> [YOUR GOAL] Revise the records below by changing every "drop a dot on" to "place a marker on" and keeping all other text unchanged, and omit the pictures from your answer.

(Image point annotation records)
....
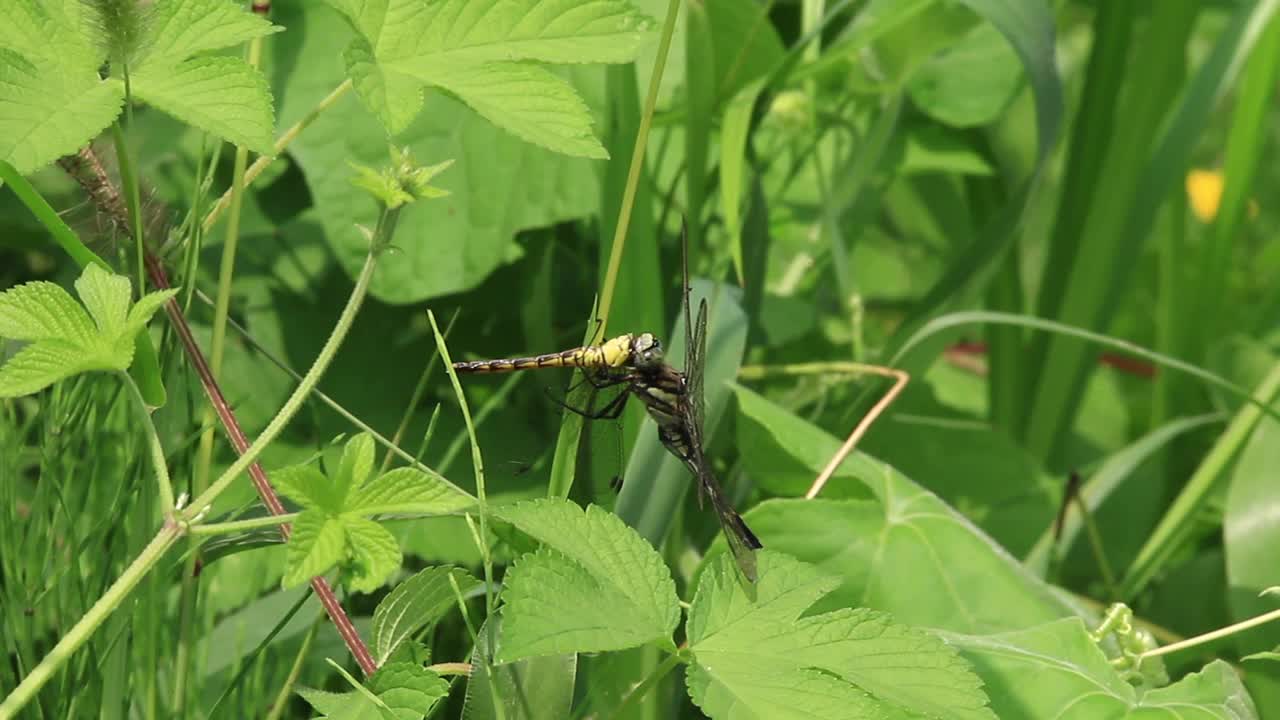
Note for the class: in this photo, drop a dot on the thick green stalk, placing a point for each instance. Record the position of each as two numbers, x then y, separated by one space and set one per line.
293 404
638 154
85 628
154 446
1179 522
280 144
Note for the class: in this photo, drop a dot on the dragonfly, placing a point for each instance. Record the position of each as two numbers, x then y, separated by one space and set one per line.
672 399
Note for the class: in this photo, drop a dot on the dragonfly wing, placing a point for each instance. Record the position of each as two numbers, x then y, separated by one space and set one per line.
741 541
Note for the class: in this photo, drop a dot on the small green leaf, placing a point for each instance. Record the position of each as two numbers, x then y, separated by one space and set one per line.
528 101
375 554
65 340
318 543
535 688
106 297
145 308
408 491
406 689
50 110
480 50
621 591
763 655
306 486
42 364
42 310
415 604
394 98
355 466
222 95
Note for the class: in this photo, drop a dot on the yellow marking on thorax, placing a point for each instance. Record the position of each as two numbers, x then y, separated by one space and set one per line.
617 351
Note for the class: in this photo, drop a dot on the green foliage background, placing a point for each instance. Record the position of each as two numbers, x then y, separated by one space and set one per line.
914 183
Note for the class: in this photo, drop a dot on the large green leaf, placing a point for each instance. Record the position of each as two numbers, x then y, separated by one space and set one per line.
618 588
758 657
1056 670
499 185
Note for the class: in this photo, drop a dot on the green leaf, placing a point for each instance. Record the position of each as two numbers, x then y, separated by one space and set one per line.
50 110
42 310
415 604
969 83
65 340
762 656
145 308
472 49
410 691
535 688
318 543
306 486
181 28
508 186
1056 670
222 95
528 101
396 99
621 591
375 554
106 297
355 466
41 364
410 491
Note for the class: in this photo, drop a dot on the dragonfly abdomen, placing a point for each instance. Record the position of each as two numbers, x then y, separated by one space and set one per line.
612 354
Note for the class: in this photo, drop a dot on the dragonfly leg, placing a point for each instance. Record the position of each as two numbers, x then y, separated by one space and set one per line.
609 411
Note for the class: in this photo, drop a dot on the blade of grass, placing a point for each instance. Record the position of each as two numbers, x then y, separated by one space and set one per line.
1179 522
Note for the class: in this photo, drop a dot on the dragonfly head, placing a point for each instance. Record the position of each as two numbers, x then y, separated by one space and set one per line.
645 351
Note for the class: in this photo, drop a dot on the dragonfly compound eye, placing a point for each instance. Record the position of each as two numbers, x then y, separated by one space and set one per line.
647 350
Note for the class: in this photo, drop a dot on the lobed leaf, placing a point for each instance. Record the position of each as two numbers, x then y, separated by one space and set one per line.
42 310
106 297
222 95
374 554
743 646
415 604
1056 670
594 563
41 364
50 110
181 28
408 491
318 543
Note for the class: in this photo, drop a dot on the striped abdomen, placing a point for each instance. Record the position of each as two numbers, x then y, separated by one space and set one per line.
612 354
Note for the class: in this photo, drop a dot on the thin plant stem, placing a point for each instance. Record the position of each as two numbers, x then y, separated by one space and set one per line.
640 691
1214 636
240 525
900 379
638 155
483 540
280 144
261 483
416 396
282 698
92 177
295 402
389 443
158 463
85 628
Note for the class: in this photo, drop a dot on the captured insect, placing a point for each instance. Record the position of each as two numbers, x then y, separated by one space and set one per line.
673 399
....
> [OUTPUT OF THE EXERCISE]
Note for the class: in this photo, place a marker on the thick green stalk, placing a point for each instance. Record the position of each as two numbers, x then y, separated by one space and set one per line.
293 404
638 154
85 628
154 446
1179 522
280 144
Note for the class: in this photo, place a marker on the dragonfly, placing a point for each instance. Record the position of each as two numbers, x then y, separated by one space and set one per line.
672 399
Note for the class: in this photo, place a marker on the dragonfly wing, placing a point for each instance. Record the position of each as two numbers, x then y, separated by one space and set one per line.
741 541
Note for the class: in this photo, place a marker on the small green leaf, placing a point for each instance. Record the position of each as two numbers, x then y, separated by one space and set one per line.
528 101
375 554
65 340
318 543
535 688
106 297
145 308
408 491
406 689
50 110
480 50
621 591
763 655
306 486
42 364
42 310
415 604
394 98
355 466
222 95
Note for the class: in this photo, place a marker on the yellow marking on thorax, placing a point for each instance. Record the position of each as two numbers, x then y, separated by one space and set one per line.
617 351
Note for the class: in this photo, place a marker on the green foliage background, placing a point for each instance. Record the position of each as two numbers, x then y, separated by one space and set one per line.
914 183
Note for the class: in this photo, place a marker on the large green leaf, placing a point for each instance. Record the position of each as two numbers, x then y, separated by one space and set one per line.
618 588
758 657
1056 670
499 185
Note for the class: in this photo, place a marker on the green leaf, placing a point for each instance. Record the position of each as two numbers, x then y, separated by one space and set one per line.
50 110
42 310
415 604
969 83
65 340
762 656
145 308
472 49
410 691
535 688
318 543
306 486
181 28
508 186
1056 670
222 95
528 101
396 99
621 591
375 554
106 297
355 466
41 364
410 491
Note for the class: in this photo, place a marker on the dragonfly abdomen, placing a point for each instance. Record the position of each as two numbers, x then y, separated by one space and set one per line.
612 354
Note for the class: in this photo, place a marker on the dragonfly leg, placing a point for each instance. Record the position of each as two numbers, x then y, separated by one space and set one per line.
609 411
Note for the class: in this photo, place a marker on the blade of grass, placing a point for each instance. Record the position of each as two numbers, x then y, separated by one space and set one per line.
1179 522
Note for the class: in this photo, place a marker on the dragonfly head, placing a point for each instance. Record the position of each as two numbers, x then y, separated by one space and set one per line.
645 351
Note for the class: in this photo, place a marker on the dragonfly compound eye, placing a point for each instance. Record the position of each as two numbers, x then y, separated by one space and set one per line.
647 350
Note for the class: in this photo, place a marker on the lobed leaf, placing a point for each instance. Record the position of each as two numbers, x then y, separated by one space and set one per line.
42 310
106 297
222 95
374 554
743 646
415 604
1056 670
594 563
41 364
50 110
181 28
408 491
318 543
Note for the class: in this photo, place a marker on the striped abdomen, placing a point for each instance. Record the position of each as two numbers, x then y, separated by one space and set one per line.
612 354
Note for the class: in this photo, place a marker on the thin plant stem, placing a point for each instance. Record the position of each as two numbers, x then y, separated by one space and set one per line.
640 691
1214 636
240 525
900 379
638 155
483 540
280 144
261 483
416 396
282 698
92 177
295 402
389 443
158 463
85 628
Note for the class: in this photo, place a marker on the captured insect, placing a point for each instance. Record the position of each as two numbers, x then y, separated by one space and set one per line.
673 399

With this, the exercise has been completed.